[Items from a labeling collection]
((

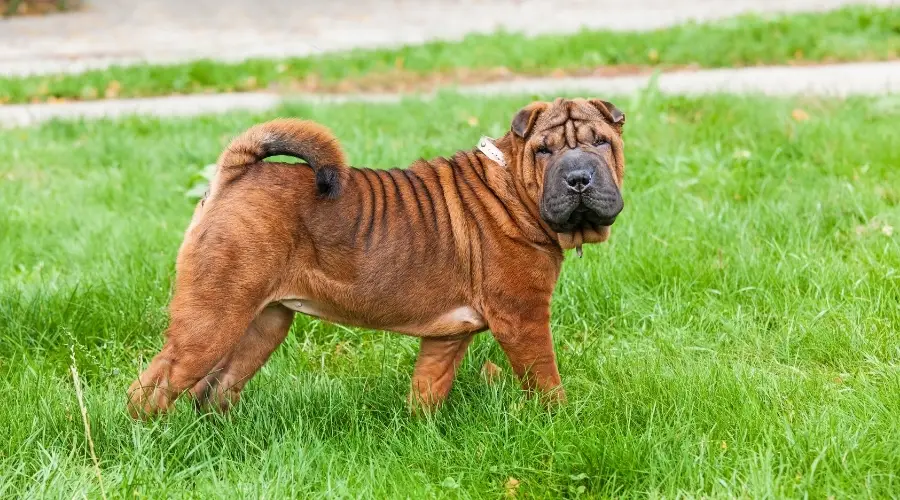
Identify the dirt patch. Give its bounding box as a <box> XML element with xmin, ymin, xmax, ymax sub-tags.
<box><xmin>271</xmin><ymin>65</ymin><xmax>700</xmax><ymax>94</ymax></box>
<box><xmin>0</xmin><ymin>0</ymin><xmax>82</xmax><ymax>17</ymax></box>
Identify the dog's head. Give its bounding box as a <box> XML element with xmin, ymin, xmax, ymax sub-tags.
<box><xmin>512</xmin><ymin>99</ymin><xmax>625</xmax><ymax>248</ymax></box>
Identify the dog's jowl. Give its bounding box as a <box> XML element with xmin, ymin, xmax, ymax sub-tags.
<box><xmin>129</xmin><ymin>99</ymin><xmax>625</xmax><ymax>416</ymax></box>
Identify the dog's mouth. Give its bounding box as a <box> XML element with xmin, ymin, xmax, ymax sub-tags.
<box><xmin>553</xmin><ymin>206</ymin><xmax>616</xmax><ymax>257</ymax></box>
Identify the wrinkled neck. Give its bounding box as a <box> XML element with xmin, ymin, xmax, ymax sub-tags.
<box><xmin>492</xmin><ymin>132</ymin><xmax>558</xmax><ymax>245</ymax></box>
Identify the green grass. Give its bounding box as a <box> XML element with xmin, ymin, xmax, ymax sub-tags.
<box><xmin>0</xmin><ymin>6</ymin><xmax>900</xmax><ymax>103</ymax></box>
<box><xmin>0</xmin><ymin>92</ymin><xmax>900</xmax><ymax>498</ymax></box>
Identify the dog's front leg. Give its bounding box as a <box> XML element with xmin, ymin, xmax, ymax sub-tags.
<box><xmin>494</xmin><ymin>318</ymin><xmax>566</xmax><ymax>402</ymax></box>
<box><xmin>409</xmin><ymin>334</ymin><xmax>474</xmax><ymax>411</ymax></box>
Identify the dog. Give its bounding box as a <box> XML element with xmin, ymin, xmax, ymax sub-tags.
<box><xmin>128</xmin><ymin>98</ymin><xmax>625</xmax><ymax>417</ymax></box>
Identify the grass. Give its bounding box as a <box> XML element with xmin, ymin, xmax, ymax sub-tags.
<box><xmin>0</xmin><ymin>6</ymin><xmax>900</xmax><ymax>103</ymax></box>
<box><xmin>0</xmin><ymin>92</ymin><xmax>900</xmax><ymax>498</ymax></box>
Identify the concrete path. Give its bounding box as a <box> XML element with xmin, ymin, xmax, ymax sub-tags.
<box><xmin>0</xmin><ymin>62</ymin><xmax>900</xmax><ymax>127</ymax></box>
<box><xmin>0</xmin><ymin>0</ymin><xmax>900</xmax><ymax>76</ymax></box>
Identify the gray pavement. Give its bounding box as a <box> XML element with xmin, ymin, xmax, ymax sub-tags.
<box><xmin>0</xmin><ymin>0</ymin><xmax>900</xmax><ymax>76</ymax></box>
<box><xmin>0</xmin><ymin>62</ymin><xmax>900</xmax><ymax>128</ymax></box>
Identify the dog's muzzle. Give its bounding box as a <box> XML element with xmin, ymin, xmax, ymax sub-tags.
<box><xmin>540</xmin><ymin>149</ymin><xmax>624</xmax><ymax>239</ymax></box>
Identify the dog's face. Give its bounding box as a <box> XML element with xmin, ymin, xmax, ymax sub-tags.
<box><xmin>512</xmin><ymin>99</ymin><xmax>625</xmax><ymax>248</ymax></box>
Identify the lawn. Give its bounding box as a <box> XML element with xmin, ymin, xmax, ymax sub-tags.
<box><xmin>0</xmin><ymin>6</ymin><xmax>900</xmax><ymax>104</ymax></box>
<box><xmin>0</xmin><ymin>91</ymin><xmax>900</xmax><ymax>498</ymax></box>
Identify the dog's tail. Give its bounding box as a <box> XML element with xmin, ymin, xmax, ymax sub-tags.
<box><xmin>218</xmin><ymin>118</ymin><xmax>350</xmax><ymax>198</ymax></box>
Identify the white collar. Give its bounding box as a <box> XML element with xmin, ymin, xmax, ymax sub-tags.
<box><xmin>478</xmin><ymin>135</ymin><xmax>506</xmax><ymax>167</ymax></box>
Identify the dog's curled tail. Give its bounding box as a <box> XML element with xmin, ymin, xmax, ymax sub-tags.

))

» **THE EXERCISE**
Write out the lines of the items above word for word, starting at the line that contains "Identify the gray" and ending with the final line of the items.

» **SOLUTION TO THE PROBLEM**
Identify the gray pavement. Give its bounding box as a <box> XML element with xmin, ymin, xmax, ymax sub-tags.
<box><xmin>0</xmin><ymin>0</ymin><xmax>900</xmax><ymax>76</ymax></box>
<box><xmin>0</xmin><ymin>62</ymin><xmax>900</xmax><ymax>128</ymax></box>
Identify the dog's muzzle. Give its bounding box as a <box> XML element with xmin, ymin, xmax, ymax sub-tags.
<box><xmin>540</xmin><ymin>149</ymin><xmax>624</xmax><ymax>239</ymax></box>
Identify the dog's face. Give its bounding box as a <box> XML element with xmin, ymin, xmax, ymax sub-tags.
<box><xmin>512</xmin><ymin>99</ymin><xmax>625</xmax><ymax>248</ymax></box>
Identify the lawn. Give its bounding box as a <box> XML element with xmin, ymin, xmax, ymax sub-tags.
<box><xmin>0</xmin><ymin>6</ymin><xmax>900</xmax><ymax>104</ymax></box>
<box><xmin>0</xmin><ymin>91</ymin><xmax>900</xmax><ymax>498</ymax></box>
Identify the dog's tail. Give its bounding box as a <box> XML element with xmin, ymin, xmax, ymax sub-tags.
<box><xmin>218</xmin><ymin>118</ymin><xmax>350</xmax><ymax>198</ymax></box>
Identify the white collar. Give its bounding box as a <box> XML element with xmin, ymin, xmax, ymax sub-tags.
<box><xmin>478</xmin><ymin>135</ymin><xmax>506</xmax><ymax>167</ymax></box>
Identify the dog's curled tail. Give its bounding box as a <box> XML element with xmin, ymin, xmax, ymax sub-tags.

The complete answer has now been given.